-- Exercise prompt --
Output the line that contains "TARGET = valley floor" and every line after it to the end of the entries, with nothing added or left out.

(Dataset excerpts on object pointing)

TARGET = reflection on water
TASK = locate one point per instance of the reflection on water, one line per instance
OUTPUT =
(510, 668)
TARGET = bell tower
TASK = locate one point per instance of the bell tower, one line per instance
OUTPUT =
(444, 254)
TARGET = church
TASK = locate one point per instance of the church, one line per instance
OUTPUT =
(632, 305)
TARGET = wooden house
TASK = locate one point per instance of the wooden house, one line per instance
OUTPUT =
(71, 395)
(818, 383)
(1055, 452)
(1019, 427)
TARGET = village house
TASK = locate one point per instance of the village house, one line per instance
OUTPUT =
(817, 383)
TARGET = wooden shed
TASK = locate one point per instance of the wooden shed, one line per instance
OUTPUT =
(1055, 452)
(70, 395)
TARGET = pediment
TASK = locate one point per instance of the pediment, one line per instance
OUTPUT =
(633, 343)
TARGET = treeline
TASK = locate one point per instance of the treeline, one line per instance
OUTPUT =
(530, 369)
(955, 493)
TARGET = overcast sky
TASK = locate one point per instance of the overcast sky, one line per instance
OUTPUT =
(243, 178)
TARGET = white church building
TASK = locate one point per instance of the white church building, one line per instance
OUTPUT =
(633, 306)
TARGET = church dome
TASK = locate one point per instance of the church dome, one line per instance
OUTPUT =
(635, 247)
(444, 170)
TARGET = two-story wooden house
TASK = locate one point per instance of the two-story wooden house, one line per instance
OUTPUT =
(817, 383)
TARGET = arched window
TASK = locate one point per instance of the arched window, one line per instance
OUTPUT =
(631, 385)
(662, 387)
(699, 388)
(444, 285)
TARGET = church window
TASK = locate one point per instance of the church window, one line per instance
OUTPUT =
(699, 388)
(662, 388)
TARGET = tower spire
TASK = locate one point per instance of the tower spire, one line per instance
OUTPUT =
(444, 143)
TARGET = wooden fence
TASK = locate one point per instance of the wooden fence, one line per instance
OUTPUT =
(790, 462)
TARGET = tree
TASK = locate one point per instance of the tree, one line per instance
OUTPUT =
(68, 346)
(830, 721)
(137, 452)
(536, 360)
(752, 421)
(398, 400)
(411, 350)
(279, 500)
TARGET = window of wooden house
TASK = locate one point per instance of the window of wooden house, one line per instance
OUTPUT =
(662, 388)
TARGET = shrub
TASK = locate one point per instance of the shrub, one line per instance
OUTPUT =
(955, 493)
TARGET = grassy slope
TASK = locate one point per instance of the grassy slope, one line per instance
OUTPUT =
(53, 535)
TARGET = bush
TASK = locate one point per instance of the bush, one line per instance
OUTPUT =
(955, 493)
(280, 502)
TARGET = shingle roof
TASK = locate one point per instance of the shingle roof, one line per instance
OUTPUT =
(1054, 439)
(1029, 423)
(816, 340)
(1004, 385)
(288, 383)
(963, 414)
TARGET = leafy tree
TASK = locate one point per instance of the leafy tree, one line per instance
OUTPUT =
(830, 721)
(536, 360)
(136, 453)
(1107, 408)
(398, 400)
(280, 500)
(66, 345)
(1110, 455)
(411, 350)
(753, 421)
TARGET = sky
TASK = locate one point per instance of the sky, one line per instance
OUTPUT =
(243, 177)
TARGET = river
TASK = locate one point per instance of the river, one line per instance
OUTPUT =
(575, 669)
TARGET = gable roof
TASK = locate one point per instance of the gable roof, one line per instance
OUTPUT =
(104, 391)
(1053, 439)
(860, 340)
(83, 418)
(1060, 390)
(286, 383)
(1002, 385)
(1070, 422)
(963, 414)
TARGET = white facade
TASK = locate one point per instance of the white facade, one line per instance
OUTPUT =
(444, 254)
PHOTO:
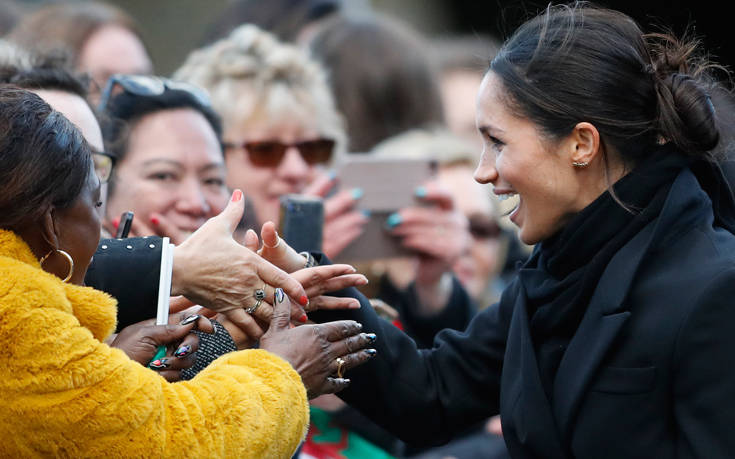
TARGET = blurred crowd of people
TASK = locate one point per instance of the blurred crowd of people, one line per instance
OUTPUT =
(282, 96)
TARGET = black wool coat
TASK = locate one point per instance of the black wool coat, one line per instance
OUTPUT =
(650, 372)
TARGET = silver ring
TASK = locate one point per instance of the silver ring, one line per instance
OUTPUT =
(254, 308)
(340, 364)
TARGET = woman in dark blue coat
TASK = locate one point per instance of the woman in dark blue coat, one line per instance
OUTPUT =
(617, 337)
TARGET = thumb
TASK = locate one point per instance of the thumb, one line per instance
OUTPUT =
(167, 334)
(269, 235)
(251, 240)
(281, 311)
(232, 214)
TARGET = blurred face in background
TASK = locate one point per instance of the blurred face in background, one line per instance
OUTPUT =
(174, 168)
(459, 90)
(109, 50)
(476, 268)
(251, 153)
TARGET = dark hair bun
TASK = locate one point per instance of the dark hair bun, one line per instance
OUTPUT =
(686, 115)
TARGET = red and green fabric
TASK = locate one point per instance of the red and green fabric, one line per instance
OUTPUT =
(326, 440)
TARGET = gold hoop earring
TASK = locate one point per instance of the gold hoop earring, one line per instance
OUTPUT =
(65, 255)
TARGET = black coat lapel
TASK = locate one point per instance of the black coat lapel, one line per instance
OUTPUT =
(528, 423)
(606, 313)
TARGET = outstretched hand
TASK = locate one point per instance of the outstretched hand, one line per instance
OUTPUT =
(321, 354)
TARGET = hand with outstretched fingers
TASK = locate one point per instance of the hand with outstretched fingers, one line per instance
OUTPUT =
(320, 353)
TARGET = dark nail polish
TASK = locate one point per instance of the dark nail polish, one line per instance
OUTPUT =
(183, 351)
(160, 364)
(393, 220)
(190, 319)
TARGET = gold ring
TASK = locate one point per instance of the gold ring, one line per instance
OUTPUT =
(340, 364)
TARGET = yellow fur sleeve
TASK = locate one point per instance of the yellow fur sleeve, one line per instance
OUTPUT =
(67, 394)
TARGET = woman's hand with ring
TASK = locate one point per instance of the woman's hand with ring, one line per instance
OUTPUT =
(313, 350)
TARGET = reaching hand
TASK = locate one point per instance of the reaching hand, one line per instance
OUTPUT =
(322, 353)
(213, 270)
(140, 342)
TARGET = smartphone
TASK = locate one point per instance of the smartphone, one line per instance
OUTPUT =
(126, 219)
(301, 222)
(388, 185)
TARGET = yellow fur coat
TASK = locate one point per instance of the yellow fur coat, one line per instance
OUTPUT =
(65, 393)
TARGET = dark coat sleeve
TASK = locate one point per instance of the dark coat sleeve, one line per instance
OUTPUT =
(425, 396)
(128, 269)
(704, 375)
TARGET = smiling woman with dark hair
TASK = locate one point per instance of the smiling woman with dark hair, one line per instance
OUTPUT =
(615, 339)
(67, 393)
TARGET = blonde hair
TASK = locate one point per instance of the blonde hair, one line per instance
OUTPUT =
(250, 73)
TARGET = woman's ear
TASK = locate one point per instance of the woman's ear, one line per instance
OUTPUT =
(48, 228)
(585, 143)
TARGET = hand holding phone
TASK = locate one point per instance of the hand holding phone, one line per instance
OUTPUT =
(123, 229)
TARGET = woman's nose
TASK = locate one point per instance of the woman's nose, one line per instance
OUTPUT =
(486, 171)
(191, 200)
(293, 167)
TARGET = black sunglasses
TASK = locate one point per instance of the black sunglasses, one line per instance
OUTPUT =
(270, 153)
(103, 165)
(149, 86)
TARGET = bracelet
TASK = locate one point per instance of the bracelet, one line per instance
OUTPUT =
(310, 261)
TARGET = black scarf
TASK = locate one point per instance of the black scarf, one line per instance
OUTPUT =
(561, 275)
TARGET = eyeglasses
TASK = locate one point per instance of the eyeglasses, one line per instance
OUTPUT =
(149, 86)
(103, 164)
(270, 153)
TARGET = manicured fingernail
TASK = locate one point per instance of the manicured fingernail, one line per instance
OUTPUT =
(189, 319)
(159, 364)
(183, 351)
(393, 220)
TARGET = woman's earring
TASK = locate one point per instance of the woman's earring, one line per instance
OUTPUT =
(65, 255)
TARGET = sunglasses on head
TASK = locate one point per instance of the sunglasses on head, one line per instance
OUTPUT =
(103, 164)
(149, 86)
(270, 153)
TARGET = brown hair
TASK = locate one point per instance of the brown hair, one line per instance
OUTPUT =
(575, 63)
(67, 26)
(383, 80)
(44, 160)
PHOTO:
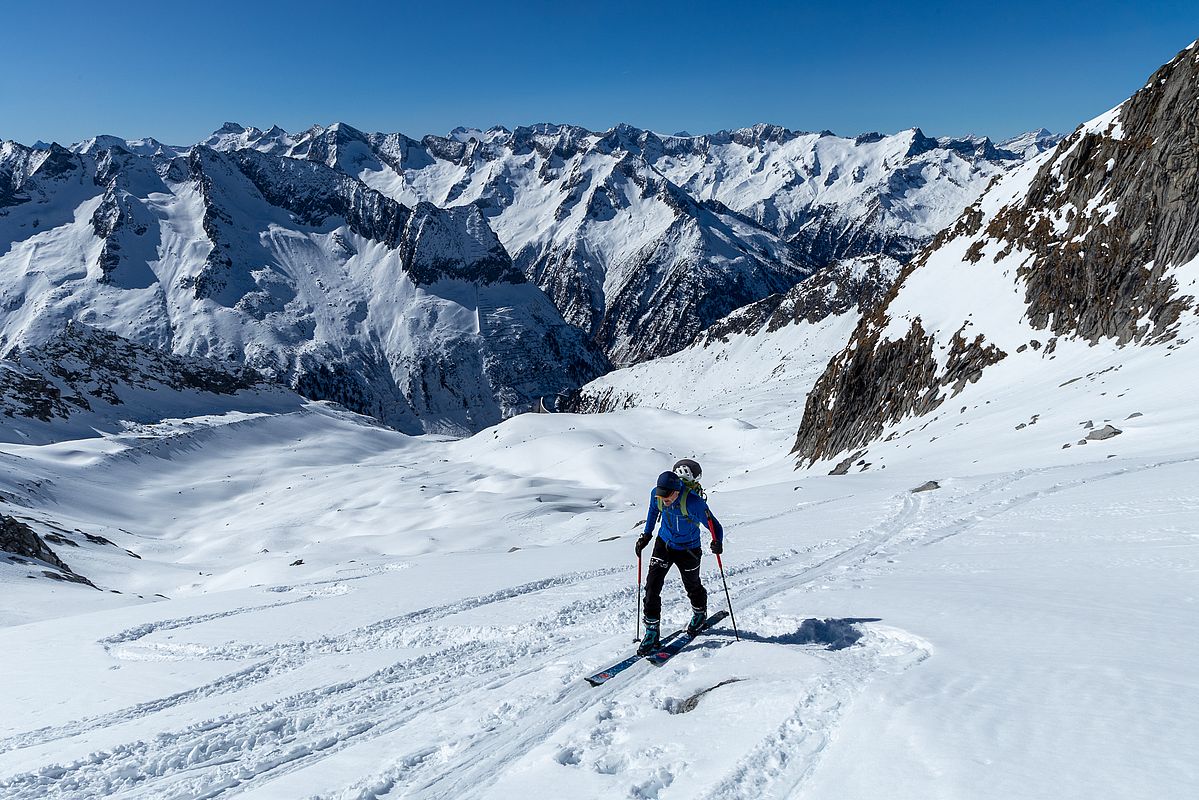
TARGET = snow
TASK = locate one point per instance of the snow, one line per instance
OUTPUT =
(1028, 627)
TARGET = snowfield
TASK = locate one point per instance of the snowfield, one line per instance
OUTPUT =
(1026, 630)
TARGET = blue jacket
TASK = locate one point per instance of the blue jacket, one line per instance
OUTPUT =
(682, 533)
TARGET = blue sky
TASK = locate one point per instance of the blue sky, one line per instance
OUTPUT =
(178, 71)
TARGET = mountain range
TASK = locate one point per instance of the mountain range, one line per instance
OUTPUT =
(446, 283)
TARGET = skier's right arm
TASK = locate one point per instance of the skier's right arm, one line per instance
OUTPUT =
(651, 518)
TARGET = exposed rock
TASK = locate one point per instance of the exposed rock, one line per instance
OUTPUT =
(83, 366)
(1106, 432)
(1131, 214)
(842, 468)
(20, 540)
(878, 382)
(1104, 221)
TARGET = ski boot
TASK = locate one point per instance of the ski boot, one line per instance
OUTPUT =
(652, 637)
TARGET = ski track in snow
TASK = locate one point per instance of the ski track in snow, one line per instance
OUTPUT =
(464, 668)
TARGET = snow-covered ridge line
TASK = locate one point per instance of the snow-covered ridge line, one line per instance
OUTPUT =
(414, 314)
(1079, 247)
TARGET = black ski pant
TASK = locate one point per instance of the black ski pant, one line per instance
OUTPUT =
(688, 567)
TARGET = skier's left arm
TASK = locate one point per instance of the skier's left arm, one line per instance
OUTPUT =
(717, 529)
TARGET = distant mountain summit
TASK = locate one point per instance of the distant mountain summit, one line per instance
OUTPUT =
(443, 283)
(415, 316)
(643, 240)
(1088, 252)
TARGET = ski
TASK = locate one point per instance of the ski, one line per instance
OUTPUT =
(670, 649)
(621, 666)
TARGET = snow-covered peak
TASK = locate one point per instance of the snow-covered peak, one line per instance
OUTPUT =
(1031, 143)
(1047, 281)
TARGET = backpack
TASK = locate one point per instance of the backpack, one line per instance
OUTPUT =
(688, 486)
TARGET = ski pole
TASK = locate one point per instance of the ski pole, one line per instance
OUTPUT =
(731, 615)
(638, 637)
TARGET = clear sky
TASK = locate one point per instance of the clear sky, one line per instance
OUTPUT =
(178, 71)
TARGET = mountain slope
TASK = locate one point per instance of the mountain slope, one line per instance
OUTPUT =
(415, 316)
(613, 224)
(1073, 268)
(759, 362)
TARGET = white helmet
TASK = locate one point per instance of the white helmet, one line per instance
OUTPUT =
(688, 469)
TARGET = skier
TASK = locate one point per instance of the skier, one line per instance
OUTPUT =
(680, 501)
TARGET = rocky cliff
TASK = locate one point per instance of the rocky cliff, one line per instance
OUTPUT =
(1091, 242)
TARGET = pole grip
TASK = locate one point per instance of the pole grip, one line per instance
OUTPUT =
(727, 597)
(637, 637)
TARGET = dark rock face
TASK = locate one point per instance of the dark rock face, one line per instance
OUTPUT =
(850, 286)
(1102, 276)
(19, 541)
(875, 383)
(1103, 220)
(434, 248)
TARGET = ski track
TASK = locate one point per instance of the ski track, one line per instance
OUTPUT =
(235, 752)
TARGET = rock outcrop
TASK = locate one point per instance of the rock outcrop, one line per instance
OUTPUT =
(19, 543)
(1085, 242)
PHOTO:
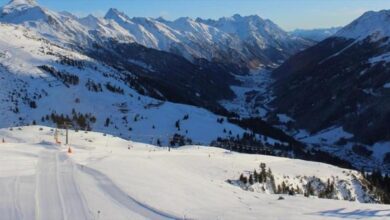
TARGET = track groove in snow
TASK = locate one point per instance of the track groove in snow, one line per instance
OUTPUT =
(58, 196)
(118, 195)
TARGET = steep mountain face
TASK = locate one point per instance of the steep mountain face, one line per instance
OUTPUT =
(342, 81)
(62, 28)
(268, 43)
(315, 35)
(243, 41)
(43, 83)
(164, 75)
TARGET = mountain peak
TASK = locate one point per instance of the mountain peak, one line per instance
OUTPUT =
(114, 14)
(370, 23)
(18, 3)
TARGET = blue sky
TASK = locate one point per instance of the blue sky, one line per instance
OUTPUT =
(289, 14)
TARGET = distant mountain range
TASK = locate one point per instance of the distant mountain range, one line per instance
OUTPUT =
(247, 41)
(188, 77)
(316, 35)
(342, 81)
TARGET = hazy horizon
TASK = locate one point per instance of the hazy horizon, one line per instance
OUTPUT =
(288, 14)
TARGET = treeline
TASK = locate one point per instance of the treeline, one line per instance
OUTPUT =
(76, 120)
(66, 78)
(382, 184)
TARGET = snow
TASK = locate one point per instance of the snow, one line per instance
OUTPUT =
(380, 149)
(110, 178)
(284, 118)
(372, 23)
(146, 119)
(329, 136)
(382, 58)
(253, 95)
(185, 36)
(318, 34)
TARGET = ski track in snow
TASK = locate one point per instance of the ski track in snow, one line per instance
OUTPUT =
(57, 194)
(123, 198)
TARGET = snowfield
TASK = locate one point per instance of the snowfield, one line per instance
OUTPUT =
(110, 178)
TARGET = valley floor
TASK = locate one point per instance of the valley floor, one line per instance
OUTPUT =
(110, 178)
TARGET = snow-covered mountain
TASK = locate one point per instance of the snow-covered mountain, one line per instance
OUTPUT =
(192, 39)
(371, 23)
(106, 177)
(42, 83)
(63, 28)
(315, 35)
(340, 86)
(267, 41)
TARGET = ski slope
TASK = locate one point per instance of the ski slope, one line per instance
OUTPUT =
(110, 178)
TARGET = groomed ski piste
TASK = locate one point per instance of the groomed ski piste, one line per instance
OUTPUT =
(105, 177)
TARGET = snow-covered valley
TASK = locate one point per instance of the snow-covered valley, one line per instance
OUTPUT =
(106, 177)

-- Correct result --
TARGET = valley floor
TASK = locate one point per instance of the valley floor, one line per instance
OUTPUT =
(110, 178)
TARGET = snow-covered mountain
TASK = locate one point per instance of the snow-covered mountain, one line per instance
OUTPUT =
(192, 39)
(371, 23)
(106, 177)
(42, 83)
(63, 28)
(315, 35)
(340, 86)
(267, 41)
TARGET = ski slope
TASK = locate one point per instance of the ski slope, one line per instance
OUTPUT =
(110, 178)
TARGET = groomed ski piste
TASK = locate one point per instance of the groomed ski piste, one line per instance
OUTPUT =
(105, 177)
TARGET = snow-covered valley
TASK = locate one point per instance of the snow-covered valley, one line per instance
OUTPUT =
(106, 177)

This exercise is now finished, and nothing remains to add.